Instead the instructor outlined every change in color and/or value on her sketch. I asked Sandi why we were doing this. It had nothing to do with the scene we were sketching.

"It makes it look prettier," Sandi assured me.

But I didn't want 'prettier,' I wanted to make the best study I could so I could take it home and use it in conjunction with photographs I'd take on location.

This is the kind of thing you run into with these workshops, that the instructor's intentions are different from what you expected, but I was determined to learn what I could. Yes, the lines did make it look more finished, and people in the class assured everyone that they made the sketches more saleable. (But I didn't want saleable; I wanted reference.)

I managed two partially-finished sketches for the class. The first one we made a pencil sketch first (that's the Grand Tetons one), and the second we just dove in with paint first.

* [DATASET EXTRACT]
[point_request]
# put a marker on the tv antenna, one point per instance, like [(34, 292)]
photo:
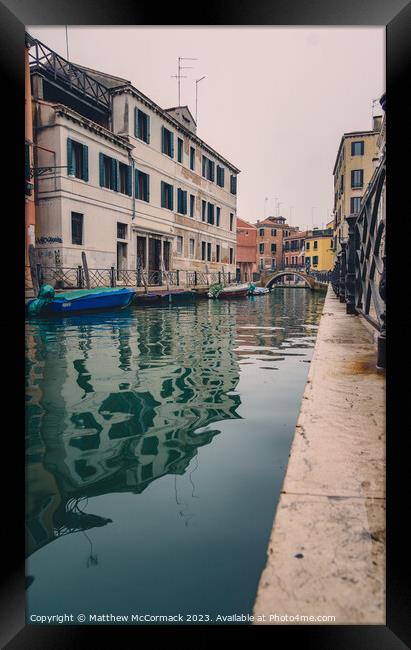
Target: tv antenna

* [EXERCISE SET]
(A) Duplicate the workshop passage from "This is the" to "with paint first.".
(B) List every effect that the workshop passage says outlining each change in color and value has on the sketches.

* [WRITTEN RESPONSES]
(A)
This is the kind of thing you run into with these workshops, that the instructor's intentions are different from what you expected, but I was determined to learn what I could. Yes, the lines did make it look more finished, and people in the class assured everyone that they made the sketches more saleable. (But I didn't want saleable; I wanted reference.)

I managed two partially-finished sketches for the class. The first one we made a pencil sketch first (that's the Grand Tetons one), and the second we just dove in with paint first.

(B)
- It makes them look prettier.
- It makes them look more finished.
- It makes them more saleable.